▶ **Assignment**: Look in the material below for the line holding "truck in the photo above.". Set it down exactly, with each later line up to and including the line holding "car in the photo above.".

(Exercise data)

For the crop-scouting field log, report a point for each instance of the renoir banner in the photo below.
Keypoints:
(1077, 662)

(End Exercise data)
(Exercise data)

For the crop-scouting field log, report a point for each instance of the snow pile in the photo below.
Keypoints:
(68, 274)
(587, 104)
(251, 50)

(End Exercise data)
(Exercise data)

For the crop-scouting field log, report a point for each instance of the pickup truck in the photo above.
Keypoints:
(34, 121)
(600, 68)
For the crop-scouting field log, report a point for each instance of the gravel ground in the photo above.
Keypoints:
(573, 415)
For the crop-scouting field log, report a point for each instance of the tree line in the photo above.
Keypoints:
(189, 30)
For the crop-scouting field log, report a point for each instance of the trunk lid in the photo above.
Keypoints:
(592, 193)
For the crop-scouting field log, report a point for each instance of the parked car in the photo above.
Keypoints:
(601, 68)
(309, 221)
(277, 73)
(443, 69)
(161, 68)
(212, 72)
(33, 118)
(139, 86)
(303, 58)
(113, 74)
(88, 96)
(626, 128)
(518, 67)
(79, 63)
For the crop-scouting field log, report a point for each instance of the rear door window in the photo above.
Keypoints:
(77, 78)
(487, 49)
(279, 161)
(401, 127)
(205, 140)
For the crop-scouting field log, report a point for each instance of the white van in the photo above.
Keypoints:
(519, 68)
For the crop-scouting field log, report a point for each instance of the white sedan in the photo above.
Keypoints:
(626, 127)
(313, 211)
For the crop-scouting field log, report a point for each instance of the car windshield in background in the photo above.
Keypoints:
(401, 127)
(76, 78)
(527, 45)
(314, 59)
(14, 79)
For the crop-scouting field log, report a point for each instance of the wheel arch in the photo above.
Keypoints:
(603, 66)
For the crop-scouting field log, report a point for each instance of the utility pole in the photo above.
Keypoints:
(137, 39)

(End Exercise data)

▶ **Reply to the task**:
For the crop-scouting field log, report a point for each instance of the pickup truck in the photo above.
Keypoints:
(34, 121)
(600, 68)
For the crop-scouting field log, report a point for each instance of the gravel ground in the photo above.
Keypoints:
(573, 415)
For the crop-scouting field log, report a point for each instance of the tree line in the photo above.
Keypoints:
(189, 30)
For the crop-scouting field log, report a point for each instance of the trunk lid in the photo above.
Keypoints:
(592, 193)
For the crop-scouting field log, report a point for each instance of the parked car in the photo above.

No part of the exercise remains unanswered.